→ **RECORDS FOR PROCESSING**:
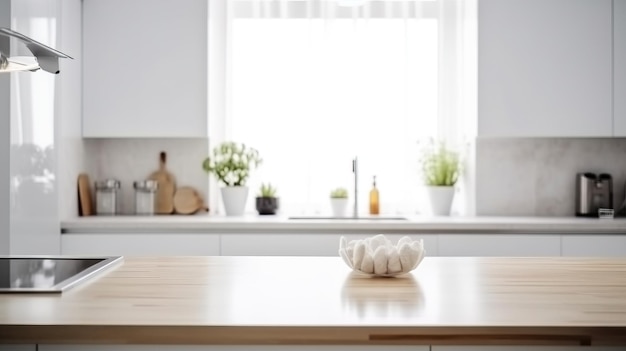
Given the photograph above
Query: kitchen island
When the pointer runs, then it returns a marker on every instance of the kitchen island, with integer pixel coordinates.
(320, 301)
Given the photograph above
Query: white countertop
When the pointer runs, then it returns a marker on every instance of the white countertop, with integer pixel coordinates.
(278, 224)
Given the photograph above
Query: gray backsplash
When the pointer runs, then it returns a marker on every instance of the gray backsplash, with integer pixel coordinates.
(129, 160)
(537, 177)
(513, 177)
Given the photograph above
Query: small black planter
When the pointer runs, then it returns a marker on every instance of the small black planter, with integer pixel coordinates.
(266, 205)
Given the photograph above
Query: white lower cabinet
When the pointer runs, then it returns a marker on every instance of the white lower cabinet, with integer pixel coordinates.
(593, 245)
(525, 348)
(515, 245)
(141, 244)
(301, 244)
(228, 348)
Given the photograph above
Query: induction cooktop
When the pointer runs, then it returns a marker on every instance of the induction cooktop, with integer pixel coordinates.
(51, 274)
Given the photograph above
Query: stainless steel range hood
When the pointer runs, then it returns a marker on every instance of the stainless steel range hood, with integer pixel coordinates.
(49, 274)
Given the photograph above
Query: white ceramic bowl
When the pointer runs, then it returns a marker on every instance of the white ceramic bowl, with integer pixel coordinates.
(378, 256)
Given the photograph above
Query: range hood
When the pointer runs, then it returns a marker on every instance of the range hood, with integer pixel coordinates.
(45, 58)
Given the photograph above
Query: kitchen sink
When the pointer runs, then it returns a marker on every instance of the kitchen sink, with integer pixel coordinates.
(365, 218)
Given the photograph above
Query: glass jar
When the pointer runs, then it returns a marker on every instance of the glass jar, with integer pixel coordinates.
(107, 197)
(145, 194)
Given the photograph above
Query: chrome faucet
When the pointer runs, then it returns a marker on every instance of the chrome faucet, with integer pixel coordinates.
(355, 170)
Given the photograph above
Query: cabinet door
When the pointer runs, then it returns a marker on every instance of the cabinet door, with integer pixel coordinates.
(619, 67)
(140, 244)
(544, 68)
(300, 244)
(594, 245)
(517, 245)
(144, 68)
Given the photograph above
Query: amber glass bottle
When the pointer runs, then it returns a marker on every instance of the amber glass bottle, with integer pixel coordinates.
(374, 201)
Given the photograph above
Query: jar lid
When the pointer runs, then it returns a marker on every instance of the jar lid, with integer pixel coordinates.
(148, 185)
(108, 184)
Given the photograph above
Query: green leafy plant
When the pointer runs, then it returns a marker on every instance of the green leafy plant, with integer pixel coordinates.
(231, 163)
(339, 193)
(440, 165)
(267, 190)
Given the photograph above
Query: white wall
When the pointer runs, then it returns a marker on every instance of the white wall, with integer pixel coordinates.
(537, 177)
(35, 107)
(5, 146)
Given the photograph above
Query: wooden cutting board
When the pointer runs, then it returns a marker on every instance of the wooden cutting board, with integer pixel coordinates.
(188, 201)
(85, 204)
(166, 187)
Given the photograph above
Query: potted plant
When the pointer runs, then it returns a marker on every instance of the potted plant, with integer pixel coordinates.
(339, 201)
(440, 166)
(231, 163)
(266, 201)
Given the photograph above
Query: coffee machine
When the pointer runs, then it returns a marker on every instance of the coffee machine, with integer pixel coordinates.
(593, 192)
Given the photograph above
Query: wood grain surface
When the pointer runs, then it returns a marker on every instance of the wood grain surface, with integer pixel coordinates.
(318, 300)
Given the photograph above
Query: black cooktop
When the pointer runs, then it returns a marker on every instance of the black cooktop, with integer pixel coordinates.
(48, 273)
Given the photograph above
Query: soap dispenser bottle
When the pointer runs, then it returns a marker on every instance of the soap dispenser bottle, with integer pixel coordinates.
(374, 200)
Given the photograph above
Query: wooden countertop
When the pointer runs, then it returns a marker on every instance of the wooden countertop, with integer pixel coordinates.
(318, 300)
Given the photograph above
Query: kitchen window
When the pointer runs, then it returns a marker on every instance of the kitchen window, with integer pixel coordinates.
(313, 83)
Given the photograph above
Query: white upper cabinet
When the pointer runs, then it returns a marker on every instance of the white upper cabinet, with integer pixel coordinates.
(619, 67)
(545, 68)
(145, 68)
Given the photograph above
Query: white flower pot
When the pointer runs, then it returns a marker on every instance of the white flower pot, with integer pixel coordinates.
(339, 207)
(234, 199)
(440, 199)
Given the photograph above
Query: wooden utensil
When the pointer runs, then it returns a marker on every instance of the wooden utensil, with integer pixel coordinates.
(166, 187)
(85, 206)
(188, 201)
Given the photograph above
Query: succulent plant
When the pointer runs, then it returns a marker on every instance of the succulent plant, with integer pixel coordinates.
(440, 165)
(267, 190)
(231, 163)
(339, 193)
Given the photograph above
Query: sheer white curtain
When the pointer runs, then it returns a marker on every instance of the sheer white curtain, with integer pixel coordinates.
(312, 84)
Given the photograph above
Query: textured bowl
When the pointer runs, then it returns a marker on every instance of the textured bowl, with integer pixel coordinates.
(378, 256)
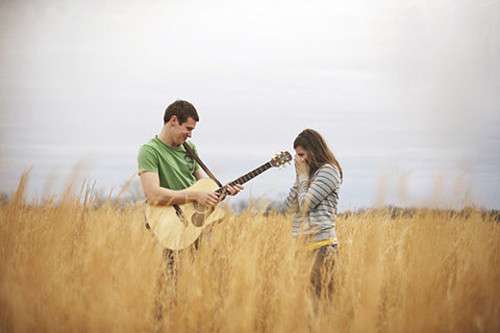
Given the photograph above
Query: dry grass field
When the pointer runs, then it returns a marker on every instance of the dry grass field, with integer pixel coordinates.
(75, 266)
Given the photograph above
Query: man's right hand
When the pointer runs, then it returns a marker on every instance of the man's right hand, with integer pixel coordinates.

→ **EXERCISE INSTRUCTIONS**: The answer is the entries above, given again exactly, with no pictures among them.

→ **THE ANSWER**:
Given the photograph above
Query: kitchen island
When the pointer runs, then it returns a marker on every instance of the kitchen island, with integer pixel coordinates.
(320, 301)
Given the photograph above
Query: white countertop
When the pointer runs, then it returns a marker on every instance of the white countertop, with integer pixel coordinates.
(278, 224)
Given the photograph above
Query: gray backsplash
When the pointer runs, then it returns a marker on every instance of the gray backsplash, with integer pixel coordinates.
(129, 160)
(537, 177)
(513, 177)
Given the photograph above
Query: small black planter
When the pointer runs, then it returns a marker on every instance of the small black planter, with integer pixel coordinates.
(266, 205)
Given the photograph above
Query: white lower cabinet
When the pointer runs, then it returns a marker on every instance of the white lower cabinet, with integer pixel coordinates.
(593, 245)
(525, 348)
(515, 245)
(141, 244)
(301, 244)
(228, 348)
Given the photograph above
Query: induction cooktop
When the pointer runs, then it returns a marker on every instance of the induction cooktop, with integer pixel coordinates.
(51, 274)
Given the photograph above
Query: stainless steel range hood
When the pointer runs, then it returns a marker on every instance of the stainless steel range hood, with integer pixel coordinates.
(49, 274)
Given the photograph above
Query: white ceramic bowl
When the pointer runs, then it returns a marker on every instance of the white ceramic bowl, with integer pixel coordinates.
(378, 256)
Given the photograph above
Query: range hood
When the pointer runs, then it returns a marker on every instance of the range hood, with integer pixel coordinates.
(45, 58)
Given the photograph above
Query: kitchen sink
When the pointer runs, then it returns a marker on every instance of the kitchen sink, with integer pixel coordinates.
(365, 218)
Given the photograph above
Query: glass jar
When the pointer runs, then it returns a marker on every instance of the glass jar, with integer pixel coordinates.
(107, 197)
(145, 194)
Given the photograph above
Query: chrome faucet
When the pointer runs, then it returns a marker on every instance of the chrome faucet, with integer pixel coordinates.
(355, 170)
Given the photograph above
Query: cabinet door
When the pointer runs, then it returns a marker on every instance of the cabinet door, with integer pixel coordinates.
(619, 67)
(140, 244)
(544, 68)
(300, 244)
(594, 245)
(517, 245)
(144, 68)
Given the photograph above
Query: amber glass bottle
When the pointer runs, then it returns a marker on every instance of the amber glass bottle, with integer pixel coordinates.
(374, 201)
Given the photograph above
Query: jar lid
When the pointer runs, then it returns a marker on every instance of the jar lid, with integer pixel coordinates.
(148, 185)
(108, 184)
Given the photograph above
Query: green leafy plant
When the pointer runs, then it returns a marker on every instance of the green leafy plant, with integer pixel coordinates.
(231, 163)
(339, 193)
(440, 165)
(267, 190)
Given the photograph above
Query: white wall
When the pointer runs, then it returns a marker on every instance of the white wall, with integer pixel coordinates.
(537, 177)
(35, 107)
(5, 146)
Given the photograph above
Query: wooden cutting board
When the pointer runs, then it returns a marker on every instance of the wooden cutting board, with integer pixel coordinates.
(188, 201)
(85, 204)
(166, 187)
Given the photograph above
Query: potted plant
When the pointer runs, then it returns a marker on every instance of the potted plant, with integer pixel coordinates.
(339, 201)
(440, 166)
(231, 163)
(266, 201)
Given the photograph above
Query: coffee machine
When the pointer runs, then it returns a marker on every instance of the coffee machine, with integer pixel coordinates.
(593, 192)
Given the photograph above
Query: wood grain surface
When the pointer runs, then it returns a marker on every instance of the wood grain surface, with integer pixel coordinates.
(318, 300)
Given the photograph above
Query: black cooktop
When the pointer runs, then it returns a marker on every instance of the black cooktop, with integer pixel coordinates.
(48, 273)
Given the photograph above
Query: soap dispenser bottle
When the pointer runs, then it returns a marker on every instance of the soap dispenser bottle, with integer pixel coordinates.
(374, 200)
Given the photograph above
Query: wooden countertop
When the pointer runs, then it returns a marker on every instance of the wooden countertop, with integer pixel coordinates.
(318, 300)
Given the photograph above
Query: kitchen window
When the pointer runs, then it returns a marker on every instance of the kitchen window, with integer pixel coordinates.
(313, 83)
Given the photograph above
Query: white upper cabinet
When the pointer runs, then it returns a marker on every instance of the white upper cabinet, with integer pixel coordinates.
(619, 67)
(545, 68)
(145, 68)
Given the photograph above
Query: white flower pot
When the pointer runs, then it returns a marker on every instance of the white flower pot, with integer pixel coordinates.
(339, 207)
(234, 199)
(440, 199)
Given the photograph above
Query: wooden utensil
When the pointer runs, then it returns a marker on every instance of the wooden utensil, with integer pixel coordinates.
(166, 187)
(85, 206)
(188, 201)
Given the photograph above
Query: succulent plant
When the pointer runs, then it returns a marker on every instance of the succulent plant, with integer pixel coordinates.
(440, 165)
(267, 190)
(231, 163)
(339, 193)
Given the photograph above
Query: sheer white curtain
When the pointer runs, then it returns a marker on every instance of the sheer white curtain, with integer pixel coordinates.
(312, 84)
Given the photograph above
Query: textured bowl
When the pointer runs, then it returns a marker on every instance of the textured bowl, with integer pixel coordinates.
(378, 256)
Given the photograph above
Query: dry grass field
When the pointer runs, then it returns a marker on every instance of the dry grass field, with integer pixel coordinates.
(75, 266)
Given the photograph above
Query: man's right hand
When the pointer runs, then it returns a marker on every instance of the man's right hand, with integer pixel coordinates.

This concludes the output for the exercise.